* Task:
In the court judgment below, what prison sentence did Anthony Richards receive after his conviction in Holland?

* Document segment:
· · · ·

Lord Justice Thorpe:

1. This is the judgment of the court, largely drafted by Hedley J., on an application, by the CPS, to appeal against orders made on 3rd November 2005 by Bennett J sitting at Liverpool concurrently in the Administrative Court and the Family Division. We granted permission to appeal at the outset of the hearing.

2. The question raised in this appeal is short but important: how does the court resolve the conflict between a public policy imperative to deprive offenders of the fruits of their crime and the requirement that dependants are provided for after divorce when the only funds available for both are the same?

3. In this case there were two sets of concurrent proceedings. In the Administrative Court, Bennett J. was dealing with an application for a restraint order in proceedings under the Drug Trafficking Act 1994 which covered the whole of the assets of a convicted drug dealer, Anthony Richards. In the Family Division he was considering the claims of the wife, Lindsay Jane Richards for ancillary relief under the Matrimonial Causes Act 1973 for herself and the child of the family Ben, who was born on 26th February 2001.

4. For the purposes of this appeal the salient background can be stated quite shortly. The parties' relationship began in 1994 when both were in their very early twenties. Mr Richards became embroiled in dealing in heroin and in particular in its importation from Holland. He was arrested in Holland in connection with a consignment of 169 kilos of heroin (worth about £8.8m in the UK market), was convicted in Holland in the summer of 2004 and was sentenced to 10 years imprisonment which he is currently serving. There are outstanding confiscation proceedings against him in Holland, which it is thought should be determined later this year.

5. The wife had begun divorce proceedings in October, 2003, which were undefended and concluded in the making Absolute of the Decree of Divorce on 9th June 2004. The way was, thus, clear for her to seek final orders by way of ancillary relief.

· · · ·

* Dataset section:

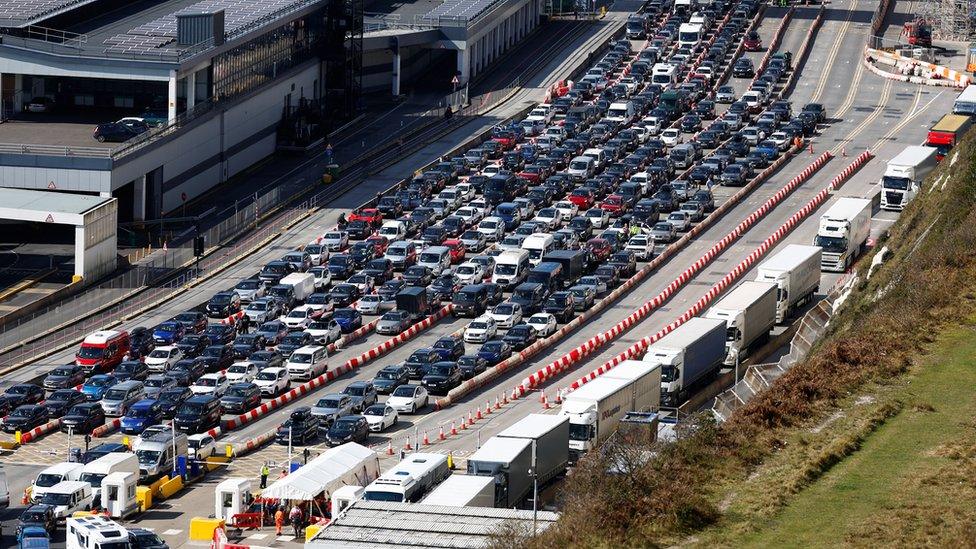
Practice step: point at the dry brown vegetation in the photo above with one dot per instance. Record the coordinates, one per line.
(927, 283)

· · · ·

* The reply:
Ten years' imprisonment.